STUDY TEXT >>
══════════════════════════════

Polynucleobacter hirudinilacicola

Scientific classification
- Domain: Bacteria
- Kingdom: Pseudomonadati
- Phylum: Pseudomonadota
- Class: Betaproteobacteria
- Order: Burkholderiales
- Family: Burkholderiaceae
- Genus: Polynucleobacter
- Species: P. hirudinilacicola
- Binomial name: Polynucleobacter hirudinilacicola Hahn et al. 2018
- Type strain: MWH-EgelM1-30-B4 =DSM 23911 =LMG 30144
- Synonyms: Polynucleobacter necessarius subsp. asymbioticus MWH-EgelM1-30-B4, Polynucleobacter sp. MWH-EgelM1-30-B4, strain MWH-EgelM1-30-B4

= Polynucleobacter hirudinilacicola =

- Authority: Hahn et al. 2018
- Synonyms: Polynucleobacter necessarius subsp. asymbioticus MWH-EgelM1-30-B4, Polynucleobacter sp. MWH-EgelM1-30-B4, strain MWH-EgelM1-30-B4

Species of bacterium

Polynucleobacter hirudinilacicola is an aerobic, chemo-organotrophic, non-motile, free-living bacterium of the genus Polynucleobacter.

══════════════════════════════

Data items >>
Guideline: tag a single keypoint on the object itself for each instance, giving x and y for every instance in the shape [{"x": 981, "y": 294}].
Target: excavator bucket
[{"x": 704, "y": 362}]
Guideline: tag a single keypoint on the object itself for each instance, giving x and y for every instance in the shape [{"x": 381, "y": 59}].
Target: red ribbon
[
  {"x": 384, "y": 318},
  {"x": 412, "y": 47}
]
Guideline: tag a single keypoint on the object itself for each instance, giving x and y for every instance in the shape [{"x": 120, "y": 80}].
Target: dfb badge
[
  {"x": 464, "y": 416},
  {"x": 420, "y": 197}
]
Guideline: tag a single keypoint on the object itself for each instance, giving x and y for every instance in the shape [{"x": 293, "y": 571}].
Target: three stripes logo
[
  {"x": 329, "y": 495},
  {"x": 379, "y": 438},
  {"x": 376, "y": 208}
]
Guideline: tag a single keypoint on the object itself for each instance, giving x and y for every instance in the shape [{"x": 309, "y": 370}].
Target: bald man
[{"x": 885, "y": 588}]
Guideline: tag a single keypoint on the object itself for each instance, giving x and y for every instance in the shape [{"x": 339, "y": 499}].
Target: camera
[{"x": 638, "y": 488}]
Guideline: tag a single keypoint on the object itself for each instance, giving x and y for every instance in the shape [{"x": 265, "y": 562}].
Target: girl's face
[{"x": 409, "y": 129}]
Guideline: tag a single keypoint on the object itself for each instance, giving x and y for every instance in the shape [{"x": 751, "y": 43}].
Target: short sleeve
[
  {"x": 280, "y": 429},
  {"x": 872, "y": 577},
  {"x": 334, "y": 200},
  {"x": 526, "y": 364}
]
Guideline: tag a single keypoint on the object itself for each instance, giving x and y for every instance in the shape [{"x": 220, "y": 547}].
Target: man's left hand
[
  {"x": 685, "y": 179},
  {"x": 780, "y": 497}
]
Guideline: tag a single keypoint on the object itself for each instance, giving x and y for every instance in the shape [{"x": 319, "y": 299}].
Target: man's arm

══════════════════════════════

TASK SET >>
1. In the Polynucleobacter hirudinilacicola entry, rewrite everything from "Species of bacterium" down to "the genus Polynucleobacter.", changing "aerobic" to "anaerobic".
2. According to the Polynucleobacter hirudinilacicola entry, which family does the species belong to?
3. Write the next part of the Polynucleobacter hirudinilacicola entry, picking up after its last sentence.
None of the data items are needed for this work.

PER-TASK OUTPUTS >>
1.
Species of bacterium

Polynucleobacter hirudinilacicola is an anaerobic, chemo-organotrophic, non-motile, free-living bacterium of the genus Polynucleobacter.

2. Burkholderiaceae

3.
The type strain was isolated from a small alkaline lake located in Austria. The genome sequence of the strain was fully determined. The type strain dwells as a free-living, planktonic bacterium in the water column of the lake, thus is part of freshwater bacterioplankton. Among the described Polynucleobacter species, P. hirudinilacicola is closest related to P. campilacus.